SEÇÃO DE DADOS |
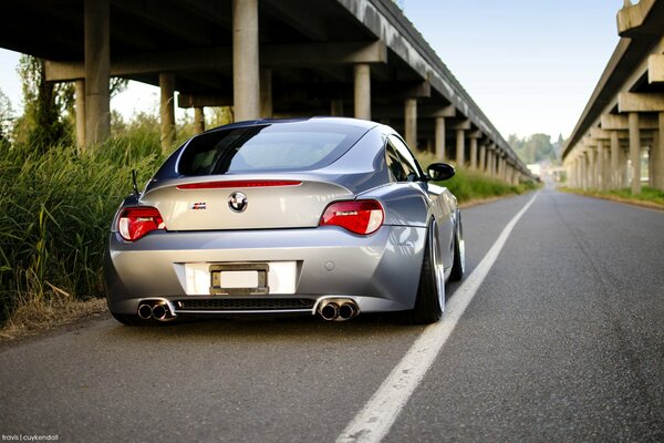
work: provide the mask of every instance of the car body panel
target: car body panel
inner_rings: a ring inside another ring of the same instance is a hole
[[[351,125],[361,135],[330,164],[307,171],[183,176],[178,174],[178,161],[191,142],[176,150],[144,192],[125,198],[115,215],[104,262],[111,311],[116,316],[136,315],[141,303],[153,300],[165,303],[178,317],[313,315],[325,300],[339,298],[355,302],[360,312],[409,310],[415,306],[428,229],[433,225],[437,226],[444,249],[439,253],[447,278],[453,266],[456,224],[460,223],[454,195],[428,182],[419,167],[414,181],[395,182],[386,164],[385,146],[390,140],[398,137],[401,143],[403,140],[391,127],[352,119],[310,121],[323,122],[325,127]],[[301,127],[307,122],[298,120],[292,124]],[[252,124],[291,122],[243,122],[224,128]],[[178,188],[187,184],[241,181],[298,184]],[[229,198],[237,192],[248,200],[246,209],[239,213],[229,207]],[[375,233],[357,235],[339,226],[320,226],[329,204],[354,199],[381,204],[384,219]],[[123,208],[135,206],[156,207],[165,229],[151,231],[136,241],[125,240],[117,229],[118,217]],[[206,293],[193,292],[193,287],[204,292],[206,267],[210,267],[212,276],[211,267],[226,265],[238,269],[272,266],[267,271],[268,287],[274,278],[292,278],[294,286],[273,282],[261,295],[231,291],[220,296],[212,289]],[[283,274],[291,272],[284,269],[294,269],[294,276]],[[193,272],[198,276],[195,286],[191,286]],[[276,288],[289,289],[276,291]]]

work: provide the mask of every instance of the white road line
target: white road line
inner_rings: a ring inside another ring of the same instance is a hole
[[[507,224],[477,268],[455,291],[446,306],[443,321],[428,326],[424,330],[362,411],[343,430],[336,443],[377,443],[390,432],[401,410],[436,360],[436,356],[452,334],[466,307],[489,274],[515,225],[532,205],[538,194],[536,193]]]

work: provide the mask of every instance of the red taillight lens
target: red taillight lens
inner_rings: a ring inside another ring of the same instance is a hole
[[[166,229],[166,226],[162,214],[153,207],[125,208],[117,223],[120,235],[128,241],[135,241],[155,229]]]
[[[376,200],[336,202],[328,206],[320,226],[341,226],[351,233],[369,235],[383,225],[385,214]]]

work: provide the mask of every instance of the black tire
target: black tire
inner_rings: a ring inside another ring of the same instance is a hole
[[[113,316],[113,318],[117,321],[120,321],[123,324],[126,326],[148,326],[149,322],[143,320],[141,317],[138,316],[132,316],[128,313],[113,313],[111,312],[111,315]]]
[[[461,213],[457,213],[457,224],[454,233],[454,261],[449,279],[459,281],[464,278],[466,270],[466,245],[464,243],[464,226],[461,225]]]
[[[435,323],[440,320],[445,309],[445,282],[440,276],[437,278],[434,266],[434,261],[438,259],[437,254],[439,254],[434,253],[435,249],[439,251],[436,229],[436,224],[433,223],[424,250],[415,307],[407,312],[407,321],[412,324]],[[442,296],[439,296],[439,292],[442,292]]]

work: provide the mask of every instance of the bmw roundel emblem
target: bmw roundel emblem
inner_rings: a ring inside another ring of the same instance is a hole
[[[232,193],[228,197],[228,207],[234,213],[243,212],[245,209],[247,209],[247,205],[248,205],[247,196],[242,193]]]

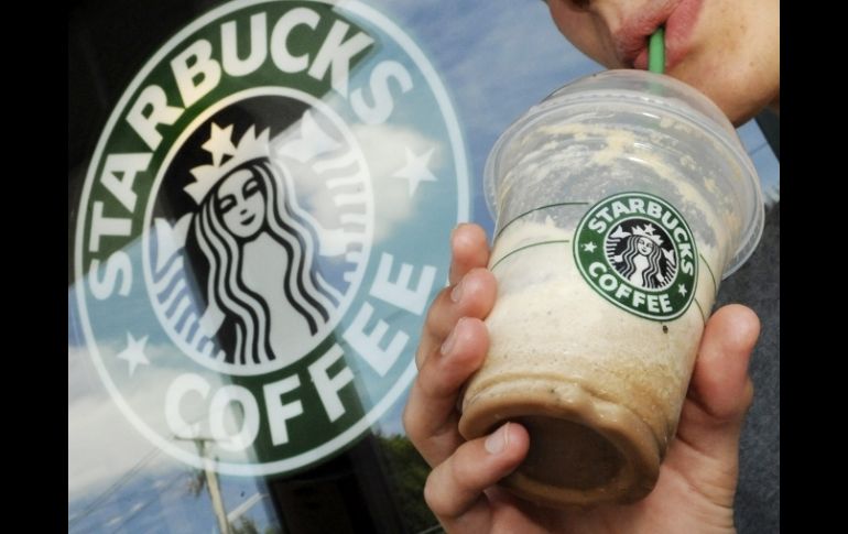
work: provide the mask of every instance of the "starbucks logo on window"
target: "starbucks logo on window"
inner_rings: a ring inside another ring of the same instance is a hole
[[[468,187],[445,87],[384,15],[225,3],[140,66],[91,155],[74,239],[91,362],[184,462],[325,461],[399,410]]]
[[[595,291],[641,317],[673,319],[694,298],[695,239],[683,216],[657,196],[622,193],[597,203],[577,227],[574,255]]]

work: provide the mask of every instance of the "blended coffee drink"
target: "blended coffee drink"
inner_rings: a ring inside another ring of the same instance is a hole
[[[503,484],[555,506],[648,494],[720,280],[755,248],[759,178],[721,111],[671,77],[610,70],[532,108],[486,168],[491,346],[460,433],[530,432]]]

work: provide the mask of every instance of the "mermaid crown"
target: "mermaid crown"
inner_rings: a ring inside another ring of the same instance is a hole
[[[213,163],[192,168],[195,181],[185,187],[185,192],[199,205],[215,184],[229,175],[233,168],[251,160],[268,157],[269,139],[269,129],[257,135],[256,127],[250,127],[239,140],[239,144],[235,145],[232,124],[220,128],[213,122],[209,139],[203,144],[203,149],[211,154]],[[230,159],[224,162],[226,155]]]

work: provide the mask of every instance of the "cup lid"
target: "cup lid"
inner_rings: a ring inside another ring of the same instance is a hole
[[[553,110],[580,105],[627,101],[634,108],[653,111],[660,116],[676,116],[694,122],[711,134],[736,160],[742,171],[746,198],[751,203],[748,217],[736,250],[724,271],[724,277],[738,270],[753,253],[762,236],[765,210],[760,189],[760,178],[748,156],[733,124],[706,95],[671,76],[648,70],[612,69],[585,76],[572,81],[545,97],[513,122],[494,142],[483,171],[486,204],[492,218],[497,218],[497,177],[503,168],[505,149],[529,128],[540,122]]]

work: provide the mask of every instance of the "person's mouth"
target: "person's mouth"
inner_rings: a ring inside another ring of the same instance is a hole
[[[674,68],[689,52],[700,7],[702,0],[678,0],[624,21],[613,35],[618,59],[628,68],[646,69],[648,40],[657,28],[665,26],[665,69]]]

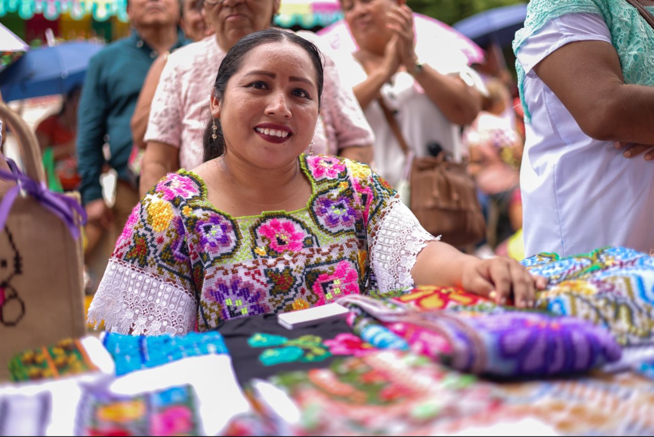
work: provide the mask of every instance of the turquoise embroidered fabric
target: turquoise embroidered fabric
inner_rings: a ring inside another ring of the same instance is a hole
[[[549,280],[537,307],[604,326],[623,346],[654,344],[654,257],[608,247],[563,258],[540,254],[522,263]]]
[[[220,333],[191,332],[186,335],[125,335],[109,332],[103,344],[116,364],[116,375],[162,366],[189,356],[228,354]]]
[[[649,7],[654,12],[654,7]],[[602,16],[611,32],[611,43],[617,51],[625,83],[654,85],[654,29],[638,10],[625,0],[531,0],[527,6],[525,27],[515,33],[513,53],[517,55],[523,43],[553,18],[566,14],[587,12]],[[520,98],[525,119],[531,121],[523,81],[525,70],[516,60]]]
[[[434,238],[388,183],[335,157],[300,163],[306,208],[251,217],[216,210],[194,173],[169,174],[134,209],[89,318],[122,333],[182,334],[410,285]]]

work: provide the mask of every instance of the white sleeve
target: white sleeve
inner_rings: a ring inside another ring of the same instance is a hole
[[[411,271],[430,241],[440,240],[425,231],[399,199],[390,201],[379,224],[370,229],[370,260],[381,292],[413,285]]]
[[[526,74],[564,45],[582,41],[611,43],[611,33],[601,16],[589,12],[574,13],[549,20],[523,43],[517,52],[518,61]]]
[[[150,118],[144,136],[146,142],[156,141],[179,147],[181,143],[182,113],[179,61],[177,52],[168,56],[156,91],[150,105]]]

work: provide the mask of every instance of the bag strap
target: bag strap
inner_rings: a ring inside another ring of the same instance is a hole
[[[642,17],[645,18],[645,21],[647,22],[647,24],[649,24],[649,26],[654,29],[654,16],[653,16],[649,11],[647,10],[644,6],[643,6],[643,4],[641,3],[639,0],[627,0],[627,1],[634,8],[638,9]]]
[[[393,131],[393,134],[395,136],[396,140],[398,140],[398,143],[402,148],[404,155],[408,156],[411,148],[407,143],[406,140],[404,139],[404,136],[402,135],[402,131],[400,129],[400,125],[398,124],[398,121],[395,119],[395,116],[393,115],[393,113],[390,111],[388,107],[386,105],[383,97],[378,98],[377,102],[379,104],[379,106],[381,107],[381,110],[384,111],[384,117],[386,117],[386,121],[388,122],[388,126],[390,126],[390,130]]]

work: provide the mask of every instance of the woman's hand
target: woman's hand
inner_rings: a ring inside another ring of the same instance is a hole
[[[400,60],[398,56],[399,41],[399,37],[394,35],[384,49],[384,60],[381,64],[381,70],[385,78],[385,82],[390,80],[393,75],[398,72],[398,67],[400,67]]]
[[[394,6],[388,12],[387,26],[397,37],[397,50],[400,62],[407,71],[411,72],[415,67],[418,57],[415,54],[415,39],[413,33],[413,12],[406,5]],[[393,40],[391,40],[392,41]]]
[[[518,308],[531,308],[536,290],[543,290],[547,280],[532,276],[526,269],[511,258],[471,259],[464,267],[461,286],[466,291],[487,296],[498,305],[506,305],[513,295]]]
[[[644,158],[645,161],[651,161],[654,159],[654,145],[647,145],[647,144],[638,144],[636,143],[627,143],[625,142],[617,142],[615,143],[616,149],[622,149],[626,147],[623,155],[625,158],[633,158],[634,157],[640,155],[643,152],[649,150],[649,152],[645,154]]]

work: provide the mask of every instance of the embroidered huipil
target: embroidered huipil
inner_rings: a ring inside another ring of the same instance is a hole
[[[300,162],[312,195],[290,212],[233,218],[212,206],[195,174],[162,180],[116,242],[89,320],[182,334],[413,284],[417,254],[436,238],[388,183],[347,159]]]

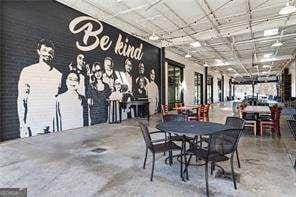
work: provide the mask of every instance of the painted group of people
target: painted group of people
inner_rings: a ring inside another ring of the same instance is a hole
[[[107,122],[109,100],[148,98],[150,114],[158,110],[155,70],[151,69],[150,79],[146,78],[143,63],[138,65],[138,75],[133,76],[130,59],[125,60],[122,72],[114,71],[110,57],[102,64],[90,65],[83,54],[78,54],[63,75],[52,66],[54,44],[51,41],[40,40],[37,54],[38,62],[22,70],[18,83],[20,137]],[[63,84],[66,91],[61,93]],[[128,105],[123,109],[123,119],[127,114],[133,116],[133,109]]]

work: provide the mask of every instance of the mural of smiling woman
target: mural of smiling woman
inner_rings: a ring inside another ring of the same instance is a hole
[[[66,80],[68,90],[57,97],[58,131],[83,127],[83,96],[77,92],[79,83],[79,76],[70,72]]]

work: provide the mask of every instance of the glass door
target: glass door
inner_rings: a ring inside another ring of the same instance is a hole
[[[194,104],[203,103],[203,75],[194,73]]]
[[[218,97],[219,97],[219,101],[223,101],[223,98],[222,98],[222,80],[221,79],[218,79]]]
[[[207,98],[208,102],[213,103],[213,77],[208,75],[207,77]]]
[[[168,104],[169,110],[174,108],[175,103],[183,103],[183,68],[168,64]]]

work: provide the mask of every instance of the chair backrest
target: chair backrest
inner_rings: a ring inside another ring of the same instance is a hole
[[[237,148],[242,129],[227,129],[210,136],[208,143],[208,158],[215,154],[233,154]]]
[[[151,137],[150,137],[150,133],[149,133],[147,125],[140,122],[139,126],[141,128],[146,147],[149,148],[151,151],[153,151],[153,144],[152,144],[152,141],[151,141]]]
[[[296,120],[288,120],[288,125],[291,129],[292,135],[296,140]]]
[[[225,125],[233,129],[243,129],[245,127],[246,121],[239,117],[227,117]]]
[[[258,117],[257,117],[257,113],[246,113],[246,112],[243,112],[243,119],[245,120],[257,120]]]
[[[175,108],[176,108],[177,114],[181,114],[182,113],[182,110],[181,109],[178,109],[179,107],[182,107],[182,106],[183,106],[183,103],[175,103]]]
[[[161,105],[161,115],[166,115],[169,113],[169,107],[168,105]]]
[[[187,116],[183,114],[167,114],[162,117],[163,122],[185,122]]]

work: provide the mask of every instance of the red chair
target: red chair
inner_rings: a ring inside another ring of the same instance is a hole
[[[165,116],[169,113],[169,107],[168,105],[161,105],[161,115]]]
[[[203,117],[204,117],[204,120],[203,121],[207,121],[207,122],[209,122],[209,111],[210,111],[210,104],[207,104],[207,105],[205,105],[205,107],[204,107],[204,115],[203,115]]]
[[[196,106],[195,107],[195,110],[196,110],[196,113],[194,113],[193,116],[189,116],[188,117],[188,121],[191,121],[191,120],[198,121],[199,120],[199,117],[200,117],[200,106]]]
[[[182,109],[179,109],[180,107],[183,107],[183,103],[175,103],[177,114],[182,114]]]
[[[271,111],[271,119],[269,120],[260,120],[260,135],[263,135],[263,132],[266,128],[273,129],[277,136],[281,136],[280,131],[280,117],[281,117],[281,107],[272,107]]]

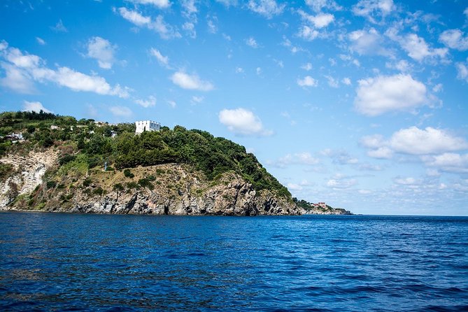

INSTRUÇÕES DO EXERCÍCIO |
Extraia todas as linhas das entradas acima que contêm a palavra "blended". Diferencie maiúsculas de minúsculas.

SOLUÇÃO ABAIXO |
work: provide the mask of every instance of the "blended coffee drink"
target: "blended coffee drink"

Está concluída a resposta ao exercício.